> **Work instruction**:
Output exactly the span of lines beginning with the one that holds "Target: child's sleeve" and ending with the last line of the data below.

Dataset entries
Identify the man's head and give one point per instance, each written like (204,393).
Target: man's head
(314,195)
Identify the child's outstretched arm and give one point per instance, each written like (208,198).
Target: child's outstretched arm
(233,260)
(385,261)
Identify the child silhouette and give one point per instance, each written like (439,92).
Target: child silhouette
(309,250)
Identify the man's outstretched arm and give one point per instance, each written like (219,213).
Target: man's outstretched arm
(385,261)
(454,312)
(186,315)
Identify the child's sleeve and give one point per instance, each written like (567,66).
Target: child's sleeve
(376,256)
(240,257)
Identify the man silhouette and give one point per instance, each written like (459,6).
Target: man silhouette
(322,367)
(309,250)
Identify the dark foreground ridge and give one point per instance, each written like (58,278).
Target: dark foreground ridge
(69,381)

> **Response to this exercise**:
Target: child's sleeve
(376,256)
(240,257)
Identify the man silhouette and give one point per instance, each written like (459,6).
Target: man silhouette
(322,367)
(309,250)
Identify the dark foreground ridge and give one point per instance, each written like (58,278).
Target: dark foreground ridge
(69,381)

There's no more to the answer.